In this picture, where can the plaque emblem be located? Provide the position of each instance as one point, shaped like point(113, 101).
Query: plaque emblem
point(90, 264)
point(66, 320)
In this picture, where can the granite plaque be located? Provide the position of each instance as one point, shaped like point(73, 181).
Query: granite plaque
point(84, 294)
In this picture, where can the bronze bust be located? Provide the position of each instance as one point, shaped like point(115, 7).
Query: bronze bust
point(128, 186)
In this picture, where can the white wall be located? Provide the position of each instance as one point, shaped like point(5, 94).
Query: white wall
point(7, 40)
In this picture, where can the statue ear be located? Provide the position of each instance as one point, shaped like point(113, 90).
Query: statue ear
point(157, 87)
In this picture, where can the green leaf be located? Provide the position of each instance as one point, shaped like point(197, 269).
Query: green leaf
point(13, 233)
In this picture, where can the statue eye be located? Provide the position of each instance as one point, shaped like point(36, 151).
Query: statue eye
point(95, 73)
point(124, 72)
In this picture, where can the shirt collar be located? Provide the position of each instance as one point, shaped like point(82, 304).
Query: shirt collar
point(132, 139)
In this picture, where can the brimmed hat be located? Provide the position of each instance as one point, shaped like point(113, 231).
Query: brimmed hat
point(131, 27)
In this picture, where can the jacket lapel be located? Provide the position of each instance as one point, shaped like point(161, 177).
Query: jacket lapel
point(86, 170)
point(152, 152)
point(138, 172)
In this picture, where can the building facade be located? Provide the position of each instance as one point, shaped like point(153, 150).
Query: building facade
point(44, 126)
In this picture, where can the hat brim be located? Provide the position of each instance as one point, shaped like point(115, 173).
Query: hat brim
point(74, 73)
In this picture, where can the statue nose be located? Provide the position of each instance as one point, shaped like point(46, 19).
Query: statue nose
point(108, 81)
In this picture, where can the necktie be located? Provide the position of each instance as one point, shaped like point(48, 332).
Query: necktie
------------------------------------
Description of the task:
Copy the records word for word.

Output for this task:
In this picture, where can the plaque emblem be located? Provide the position of each instance as one point, shaped like point(113, 101).
Query: plaque emblem
point(90, 264)
point(66, 320)
In this picture, where can the granite plaque be located? Provide the position of each instance as one point, shaped like point(73, 181).
Query: granite plaque
point(84, 294)
In this picture, where can the bronze bust be located? Provide the position of each instance as one point, shaped like point(115, 7).
Query: bronze bust
point(128, 186)
In this picture, where can the white wall be located? Provide the position of each instance as one point, shaped like point(5, 94).
Query: white wall
point(7, 40)
In this picture, where can the statue ear be located? Provide the position of each instance as one point, shaped like point(113, 90).
Query: statue ear
point(157, 87)
In this picture, where can the green leaf be located? Provide the position of each instance as one point, shaped like point(197, 269).
Query: green leaf
point(13, 233)
In this picture, where can the statue eye be located? Provide the position of each instance as one point, shaped like point(36, 151).
Query: statue eye
point(95, 73)
point(124, 72)
In this picture, where can the shirt collar be located? Provide the position of each instance as one point, shaped like point(82, 304).
Query: shirt collar
point(132, 139)
In this picture, where can the brimmed hat be located? Provide the position of each instance as one point, shaped like point(113, 231).
Query: brimmed hat
point(131, 27)
In this picture, where can the jacket lapel be located? Provide the position of each instance as one point, shaped like point(161, 177).
Query: jacket lapel
point(86, 170)
point(152, 152)
point(138, 172)
In this picture, where can the building facade be located? Provide the position of each instance as one point, shaped like point(153, 150).
Query: building facade
point(44, 126)
In this picture, where can the hat brim be located? Provide the position of each instance as one point, shaped like point(115, 173).
Query: hat brim
point(74, 73)
In this picture, where can the statue nose be located? Provide the position of each instance as one point, shaped like point(46, 19).
Query: statue nose
point(108, 81)
In this picture, where can the necktie be located? Provide the position of each instance as one point, shaped like point(48, 332).
Query: necktie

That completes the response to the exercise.